COMPITO A: Inserisci in una lista JSON di stringhe le righe dei record che vanno dalla riga contenente "# draw the outline of every instance of the burger filling" alla riga contenente "190), (296, 181)]]", entrambe comprese. Metti una stringa per ogni riga e tralascia le righe vuote.

BRANO ESTRATTO:
_____
Manlio Cancogni, l’Espresso 11/12/1955, 11 dicembre 1955
CAPITALE CORROTTA = NAZIONE INFETTA
Presto il sindaco Rebecchini ci lascerà. Andrà a Madrid, ambasciatore presso il governo di Franco. Al suo posto si presenterà una personalità politica di maggiore prestigio, forse un ministro. Questi sono progetti dei democristiani di Roma, preoccupati per l’avvicinarsi delle elezioni comunali che si annunciano così pericolose per la giunta che amministra la capitale. Durante l’amministrazione Rebecchini il Comune ha fatto centoventi miliardi di debiti che costano dieci miliardi d’interessi l’anno, per pagare i quali non è sufficiente l’intero gettito annuale delle imposte dirette. Il deficit annuo si aggira intorno ai dieci miliardi.
Tutte le aziende autonome, come l’Atac, ad esempio, sono diventate passive. In compenso, quelle private, come la Pia Acqua Marcia, hanno continuato a realizzare utili enormi e le aree fabbricabili hanno avuto incrementi di valore di sessanta, settanta miliardi l’anno. Gli abusi, le manchevolezze dell’amministrazione Rebecchini avrebbero portato in qualsiasi altro comune alla nomina di un commissario prefettizio. A Roma non è avvenuto oltre che per il volere del partito di maggioranza, perché i principali gruppi speculatori della capitale desiderano la permanenza dell’attuale consiglio in Campidoglio. Nessuno potrebbe garantir loro vita più facile di quella che hanno avuto fino ad oggi. Nell’attuale inchiesta non si vuole parlare tuttavia né del sindaco né del disservizio del Campidoglio. Vogliamo invece fare un quadro delle speculazioni che il sindaco e il Campidoglio hanno permesso e incoraggiato. La più grave di tutte, chiave di volta dell’intero sistema, è quella sulle aree fabbricabili. La vita dell’intera popolazione ne è compromessa.
_____
RECORD DISPONIBILI:
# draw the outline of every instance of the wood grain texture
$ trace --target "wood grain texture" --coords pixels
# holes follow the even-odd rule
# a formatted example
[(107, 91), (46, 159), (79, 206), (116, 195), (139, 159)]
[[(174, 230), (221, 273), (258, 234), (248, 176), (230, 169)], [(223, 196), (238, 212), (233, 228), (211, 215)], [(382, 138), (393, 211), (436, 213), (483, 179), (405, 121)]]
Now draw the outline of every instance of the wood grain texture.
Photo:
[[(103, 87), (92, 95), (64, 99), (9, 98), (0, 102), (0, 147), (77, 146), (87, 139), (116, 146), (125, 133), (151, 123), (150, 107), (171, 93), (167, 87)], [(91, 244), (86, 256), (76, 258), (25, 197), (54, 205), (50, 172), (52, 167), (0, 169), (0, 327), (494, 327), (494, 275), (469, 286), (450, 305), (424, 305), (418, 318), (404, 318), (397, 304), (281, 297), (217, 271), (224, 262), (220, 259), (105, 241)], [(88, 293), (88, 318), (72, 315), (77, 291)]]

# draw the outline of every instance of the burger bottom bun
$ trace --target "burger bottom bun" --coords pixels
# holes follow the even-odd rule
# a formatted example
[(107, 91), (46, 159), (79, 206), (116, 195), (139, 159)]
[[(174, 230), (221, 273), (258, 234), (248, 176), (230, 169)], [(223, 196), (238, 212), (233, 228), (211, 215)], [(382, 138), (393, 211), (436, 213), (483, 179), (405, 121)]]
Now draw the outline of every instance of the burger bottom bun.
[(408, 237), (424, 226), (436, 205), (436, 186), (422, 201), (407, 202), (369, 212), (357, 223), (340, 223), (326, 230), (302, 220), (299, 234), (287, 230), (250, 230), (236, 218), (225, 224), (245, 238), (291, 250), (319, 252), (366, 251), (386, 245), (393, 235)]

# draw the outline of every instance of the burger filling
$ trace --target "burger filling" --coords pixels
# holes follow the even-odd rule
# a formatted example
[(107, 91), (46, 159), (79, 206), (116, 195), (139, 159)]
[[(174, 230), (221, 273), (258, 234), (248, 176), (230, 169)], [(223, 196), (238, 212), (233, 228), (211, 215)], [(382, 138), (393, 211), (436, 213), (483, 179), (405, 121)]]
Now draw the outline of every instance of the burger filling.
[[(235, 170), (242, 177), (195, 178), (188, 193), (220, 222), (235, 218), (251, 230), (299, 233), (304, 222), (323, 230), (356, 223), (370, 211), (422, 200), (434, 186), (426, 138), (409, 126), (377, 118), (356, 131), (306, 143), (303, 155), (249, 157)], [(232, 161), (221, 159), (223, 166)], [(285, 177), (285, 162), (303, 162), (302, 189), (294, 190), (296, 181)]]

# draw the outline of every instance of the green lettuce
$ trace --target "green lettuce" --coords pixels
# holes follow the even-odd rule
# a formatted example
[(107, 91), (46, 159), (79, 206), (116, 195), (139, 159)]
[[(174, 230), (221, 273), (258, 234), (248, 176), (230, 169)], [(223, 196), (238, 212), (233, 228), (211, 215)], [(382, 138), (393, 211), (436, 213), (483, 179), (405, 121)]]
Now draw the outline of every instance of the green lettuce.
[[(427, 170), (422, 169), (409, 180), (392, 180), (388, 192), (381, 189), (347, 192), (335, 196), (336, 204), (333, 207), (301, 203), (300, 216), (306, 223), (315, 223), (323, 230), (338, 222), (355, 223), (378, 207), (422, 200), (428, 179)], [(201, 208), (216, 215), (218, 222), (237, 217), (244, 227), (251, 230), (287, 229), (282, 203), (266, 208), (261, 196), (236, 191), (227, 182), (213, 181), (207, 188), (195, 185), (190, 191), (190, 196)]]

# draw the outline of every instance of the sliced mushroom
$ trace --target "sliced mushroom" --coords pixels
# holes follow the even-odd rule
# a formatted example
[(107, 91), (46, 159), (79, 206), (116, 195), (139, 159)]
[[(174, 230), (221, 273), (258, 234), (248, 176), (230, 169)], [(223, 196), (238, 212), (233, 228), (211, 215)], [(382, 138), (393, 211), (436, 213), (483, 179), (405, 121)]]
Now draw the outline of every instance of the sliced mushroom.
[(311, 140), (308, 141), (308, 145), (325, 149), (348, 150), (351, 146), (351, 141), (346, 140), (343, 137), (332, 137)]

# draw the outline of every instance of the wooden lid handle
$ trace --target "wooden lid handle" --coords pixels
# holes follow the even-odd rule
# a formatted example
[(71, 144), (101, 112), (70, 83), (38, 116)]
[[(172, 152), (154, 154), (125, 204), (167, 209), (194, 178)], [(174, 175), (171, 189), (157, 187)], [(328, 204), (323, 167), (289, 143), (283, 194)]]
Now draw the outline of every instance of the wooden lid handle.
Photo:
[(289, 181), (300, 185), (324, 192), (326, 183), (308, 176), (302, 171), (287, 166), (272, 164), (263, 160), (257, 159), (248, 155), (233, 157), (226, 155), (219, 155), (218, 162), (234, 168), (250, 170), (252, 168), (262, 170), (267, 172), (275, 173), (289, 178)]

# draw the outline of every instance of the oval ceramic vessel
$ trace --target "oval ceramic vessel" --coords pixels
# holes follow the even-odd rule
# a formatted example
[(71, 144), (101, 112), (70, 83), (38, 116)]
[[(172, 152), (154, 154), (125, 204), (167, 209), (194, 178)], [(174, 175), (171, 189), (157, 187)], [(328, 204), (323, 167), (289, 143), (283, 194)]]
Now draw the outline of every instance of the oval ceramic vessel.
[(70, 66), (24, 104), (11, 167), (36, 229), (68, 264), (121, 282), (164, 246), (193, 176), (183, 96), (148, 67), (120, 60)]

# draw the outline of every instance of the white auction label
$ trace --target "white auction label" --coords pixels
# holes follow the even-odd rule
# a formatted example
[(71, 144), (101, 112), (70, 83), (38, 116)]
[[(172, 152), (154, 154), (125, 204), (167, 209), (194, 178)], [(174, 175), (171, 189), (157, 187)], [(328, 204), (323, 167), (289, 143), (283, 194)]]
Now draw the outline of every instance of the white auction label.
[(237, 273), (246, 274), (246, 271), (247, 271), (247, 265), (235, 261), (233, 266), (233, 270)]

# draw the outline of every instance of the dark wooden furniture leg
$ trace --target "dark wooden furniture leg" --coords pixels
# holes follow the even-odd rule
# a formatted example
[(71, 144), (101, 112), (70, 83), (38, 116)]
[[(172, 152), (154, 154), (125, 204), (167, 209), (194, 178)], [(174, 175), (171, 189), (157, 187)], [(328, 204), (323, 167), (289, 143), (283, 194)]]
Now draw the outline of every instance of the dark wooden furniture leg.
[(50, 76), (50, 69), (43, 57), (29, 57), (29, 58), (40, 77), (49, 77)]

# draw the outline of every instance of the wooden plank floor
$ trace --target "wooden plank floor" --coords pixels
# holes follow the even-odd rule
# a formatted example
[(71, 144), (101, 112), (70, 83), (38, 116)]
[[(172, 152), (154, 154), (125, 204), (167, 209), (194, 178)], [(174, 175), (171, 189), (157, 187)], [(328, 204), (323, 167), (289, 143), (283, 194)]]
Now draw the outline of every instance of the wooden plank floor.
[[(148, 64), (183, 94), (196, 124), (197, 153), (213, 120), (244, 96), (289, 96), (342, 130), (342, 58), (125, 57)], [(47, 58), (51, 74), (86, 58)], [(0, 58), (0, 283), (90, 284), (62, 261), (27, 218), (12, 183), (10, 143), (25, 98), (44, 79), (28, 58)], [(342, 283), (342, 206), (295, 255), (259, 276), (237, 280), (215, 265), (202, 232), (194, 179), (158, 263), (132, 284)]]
_____
COMPITO B: Copia dal brano il passo che comincia con le parole "Manlio Cancogni, l’Espresso" e si chiude con "ai dieci miliardi.", entrambe incluse.

RISPOSTA A:
[
  "# draw the outline of every instance of the burger filling",
  "$ trace --target \"burger filling\" --coords pixels",
  "# holes follow the even-odd rule",
  "# a formatted example",
  "[(107, 91), (46, 159), (79, 206), (116, 195), (139, 159)]",
  "[[(174, 230), (221, 273), (258, 234), (248, 176), (230, 169)], [(223, 196), (238, 212), (233, 228), (211, 215)], [(382, 138), (393, 211), (436, 213), (483, 179), (405, 121)]]",
  "Now draw the outline of every instance of the burger filling.",
  "[[(235, 170), (242, 177), (195, 178), (188, 193), (220, 222), (235, 218), (251, 230), (299, 233), (304, 222), (323, 230), (356, 223), (370, 211), (422, 200), (434, 186), (426, 138), (409, 126), (377, 118), (356, 131), (306, 143), (303, 155), (249, 157)], [(232, 161), (221, 159), (223, 166)], [(285, 177), (285, 162), (303, 162), (302, 189), (294, 190), (296, 181)]]"
]

RISPOSTA B:
Manlio Cancogni, l’Espresso 11/12/1955, 11 dicembre 1955
CAPITALE CORROTTA = NAZIONE INFETTA
Presto il sindaco Rebecchini ci lascerà. Andrà a Madrid, ambasciatore presso il governo di Franco. Al suo posto si presenterà una personalità politica di maggiore prestigio, forse un ministro. Questi sono progetti dei democristiani di Roma, preoccupati per l’avvicinarsi delle elezioni comunali che si annunciano così pericolose per la giunta che amministra la capitale. Durante l’amministrazione Rebecchini il Comune ha fatto centoventi miliardi di debiti che costano dieci miliardi d’interessi l’anno, per pagare i quali non è sufficiente l’intero gettito annuale delle imposte dirette. Il deficit annuo si aggira intorno ai dieci miliardi.